Conservation silver bullet?
Tue Mar 22 2016 13:00:00 GMT+1300 (New Zealand Daylight Time)
Conservation silver bullet?
22 March 2016
An international team of 30 scientists has conducted the first-ever global study measuring the benefits of eradication of invasive mammals on islands and concludes it is one of the most effective tools in the conservation arsenal.
The study also concludes that New Zealand is a prime example of successful island eradication programmes that have seen critically endangered species brought back from the brink.
“New Zealand is a world leader in island eradication, and this study also shows that we are leading the world in saving species from extinction using this conservation tool,” says University of Auckland Senior Lecturer in Biology and Statistics Dr James Russell, co-author of the study.
“Half the species populations found to have benefited from mammal eradications come from New Zealand.”
Dr Russell led a group of researchers who also recently published a paper in the journal Conservation Biology highlighting the ethical importance of mammal eradications as a vital tool for island conservation.
It is estimated that $US21 billion is spent globally each year on conservation, of which a tiny fraction goes to island pest eradication. Looking at the overall costs and benefits, island eradication more than holds its own, says lead author of the study Dr Holly Jones, assistant professor in the biological sciences and the Institute for the Study of the Environment, Sustainability and Energy at Northern Illinois University.
Positive outcomes from island eradication of invasive mammals included four species around the world that were re-classified with a lower threat level on the International Union of Conservation for Nature’s “Red List” of species. The list ranks the most critically threatened species around the world.
Examples of successful island pest eradication programmes in New Zealand include the New Zealand storm petrel, thought to be extinct for more than 150 years but recently found breeding on Little Barrier Island in the Hauraki Gulf after an intensive cat and rat eradication programme.
Dr Russell says people tend to think of pest eradication programmes as being on remote islands, well away from human populations but latest thinking is to consider mammal eradication on islands where humans also live.
”Saving New Zealand’s rarest species from extinction by eradicating introduced mammals is fantastic, but we shouldn’t restrict this type of conservation to uninhabited islands where the species are locked away from the public.
“It would be great if people could live on the very same islands as our most threatened species.”

- - - -

Task list:
A – According to the island eradication article, where was the New Zealand storm petrel recently found breeding?
B – List every specific kind of animal named in the island eradication article.
C – In the island eradication article, quote everything from "Examples of successful" down to "from the public.".
The data play no part in the work on the island eradication article.

Supplied data:
- - - -

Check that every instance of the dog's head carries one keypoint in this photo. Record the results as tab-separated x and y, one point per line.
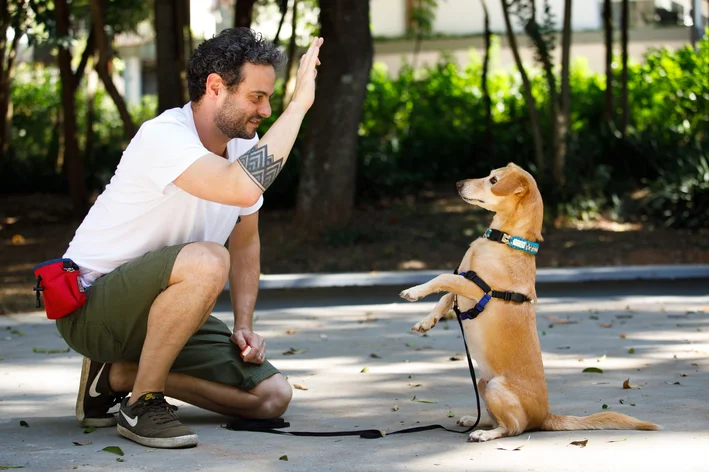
508	191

- - - -

List of answers:
A – On Little Barrier Island in the Hauraki Gulf.

B – New Zealand storm petrel, cat, rat

C –
Examples of successful island pest eradication programmes in New Zealand include the New Zealand storm petrel, thought to be extinct for more than 150 years but recently found breeding on Little Barrier Island in the Hauraki Gulf after an intensive cat and rat eradication programme.
Dr Russell says people tend to think of pest eradication programmes as being on remote islands, well away from human populations but latest thinking is to consider mammal eradication on islands where humans also live.
”Saving New Zealand’s rarest species from extinction by eradicating introduced mammals is fantastic, but we shouldn’t restrict this type of conservation to uninhabited islands where the species are locked away from the public.